* **PROBLEM DESCRIPTION**:
Return a verbatim copy of part of the Phineas Redux summary below, beginning at the words "He makes an" and stopping after "become bitter foes.".

* **READING TEXT**:
--------------------------------

Phineas Redux is a novel by Anthony Trollope, first published in 1873 as a serial in The Graphic. It is the fourth of the "Palliser" series of novels and the sequel to the second book of the series, Phineas Finn.

Synopsis
His beloved wife having died during pregnancy, Phineas Finn finds Irish society and his modest government position in Ireland dull and unsatisfying after the excitement of his former career as a Member of Parliament.  Back in England, the Liberals are determined to overturn the Conservative majority in Parliament. As Finn had been considered the most promising of the younger set, he is encouraged to stand for Parliament again, and he takes the risk of giving up his salaried position.

Returning to London, he renews his acquaintance with the wealthy widow Madame Max Goesler.  In the past, she had offered to marry him and had been gently turned down; after an awkward first encounter, they renew their friendship.

In the political arena, Finn loses the election by a narrow margin, but his luck does not desert him. On appeal, it is found that his opponent had bribed some of the voters; their disqualification is enough to give Finn the victory.

He makes an enemy within his own party. Mr Bonteen makes disparaging remarks about his political trustworthiness, referring to an incident, described in Phineas Finn, when Finn voted with his conscience rather than his party. The conflict spirals out of control when neither man will back down, and they become bitter foes.

--------------------------------

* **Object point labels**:
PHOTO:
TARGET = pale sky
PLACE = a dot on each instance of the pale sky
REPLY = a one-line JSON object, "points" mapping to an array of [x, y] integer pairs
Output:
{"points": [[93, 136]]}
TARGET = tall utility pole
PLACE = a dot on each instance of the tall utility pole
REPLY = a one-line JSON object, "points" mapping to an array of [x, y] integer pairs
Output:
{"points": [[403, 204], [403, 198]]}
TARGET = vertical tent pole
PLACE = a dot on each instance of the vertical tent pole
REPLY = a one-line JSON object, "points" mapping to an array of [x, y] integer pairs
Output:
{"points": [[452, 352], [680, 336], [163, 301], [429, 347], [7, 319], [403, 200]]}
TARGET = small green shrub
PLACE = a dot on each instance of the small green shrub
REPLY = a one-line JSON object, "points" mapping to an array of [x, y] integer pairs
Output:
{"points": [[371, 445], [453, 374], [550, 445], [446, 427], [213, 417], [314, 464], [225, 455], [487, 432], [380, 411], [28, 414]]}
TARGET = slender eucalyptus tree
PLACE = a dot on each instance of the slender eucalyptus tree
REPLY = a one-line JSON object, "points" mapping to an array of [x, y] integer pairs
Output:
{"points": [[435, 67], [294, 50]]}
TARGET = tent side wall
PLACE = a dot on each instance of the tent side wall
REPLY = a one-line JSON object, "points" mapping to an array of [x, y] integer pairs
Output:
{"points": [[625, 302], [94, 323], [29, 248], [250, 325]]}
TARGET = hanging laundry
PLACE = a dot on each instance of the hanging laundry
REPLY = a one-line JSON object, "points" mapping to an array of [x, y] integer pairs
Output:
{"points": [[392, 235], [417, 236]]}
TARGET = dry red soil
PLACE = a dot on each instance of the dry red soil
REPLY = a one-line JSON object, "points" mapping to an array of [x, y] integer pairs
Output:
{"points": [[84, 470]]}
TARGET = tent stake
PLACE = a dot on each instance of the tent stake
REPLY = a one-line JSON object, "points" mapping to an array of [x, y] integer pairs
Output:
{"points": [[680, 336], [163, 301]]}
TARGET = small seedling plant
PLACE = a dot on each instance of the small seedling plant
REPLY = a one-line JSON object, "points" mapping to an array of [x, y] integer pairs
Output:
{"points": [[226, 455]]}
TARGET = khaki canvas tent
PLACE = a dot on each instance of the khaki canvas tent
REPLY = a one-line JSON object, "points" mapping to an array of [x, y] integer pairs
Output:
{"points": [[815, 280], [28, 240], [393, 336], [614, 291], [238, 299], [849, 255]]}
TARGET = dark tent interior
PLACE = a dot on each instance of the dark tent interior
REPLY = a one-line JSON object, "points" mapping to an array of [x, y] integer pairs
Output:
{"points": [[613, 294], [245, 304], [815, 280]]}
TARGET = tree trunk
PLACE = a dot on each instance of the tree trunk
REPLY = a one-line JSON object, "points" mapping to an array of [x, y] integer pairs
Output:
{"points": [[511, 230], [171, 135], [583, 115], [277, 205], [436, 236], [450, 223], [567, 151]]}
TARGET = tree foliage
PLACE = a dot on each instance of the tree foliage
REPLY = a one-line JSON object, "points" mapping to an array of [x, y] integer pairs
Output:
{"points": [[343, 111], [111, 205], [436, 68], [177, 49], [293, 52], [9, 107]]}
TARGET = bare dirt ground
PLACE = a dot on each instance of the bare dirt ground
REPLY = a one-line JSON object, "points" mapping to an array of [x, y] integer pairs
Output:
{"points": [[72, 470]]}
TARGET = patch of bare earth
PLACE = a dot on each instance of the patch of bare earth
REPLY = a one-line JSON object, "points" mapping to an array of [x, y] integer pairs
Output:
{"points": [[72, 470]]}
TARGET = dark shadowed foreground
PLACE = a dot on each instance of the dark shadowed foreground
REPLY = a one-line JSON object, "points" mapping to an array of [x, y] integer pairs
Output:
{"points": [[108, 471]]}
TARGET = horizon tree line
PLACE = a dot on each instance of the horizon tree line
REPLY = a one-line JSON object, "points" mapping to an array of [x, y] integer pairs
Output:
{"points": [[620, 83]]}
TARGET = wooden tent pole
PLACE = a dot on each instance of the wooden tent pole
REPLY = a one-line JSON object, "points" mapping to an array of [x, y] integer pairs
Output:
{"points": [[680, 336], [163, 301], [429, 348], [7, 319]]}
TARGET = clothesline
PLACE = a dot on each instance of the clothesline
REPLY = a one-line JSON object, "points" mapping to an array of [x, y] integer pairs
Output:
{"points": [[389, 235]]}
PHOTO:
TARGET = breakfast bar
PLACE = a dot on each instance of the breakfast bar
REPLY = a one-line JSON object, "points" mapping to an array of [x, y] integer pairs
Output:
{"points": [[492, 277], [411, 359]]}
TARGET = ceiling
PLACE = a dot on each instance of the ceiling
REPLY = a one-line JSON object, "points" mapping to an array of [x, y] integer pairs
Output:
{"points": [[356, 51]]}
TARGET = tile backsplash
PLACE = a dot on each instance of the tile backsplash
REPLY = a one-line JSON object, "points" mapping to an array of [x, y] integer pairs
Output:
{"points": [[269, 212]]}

--------------------------------

* **ANSWER TO THIS PROBLEM**:
He makes an enemy within his own party. Mr Bonteen makes disparaging remarks about his political trustworthiness, referring to an incident, described in Phineas Finn, when Finn voted with his conscience rather than his party. The conflict spirals out of control when neither man will back down, and they become bitter foes.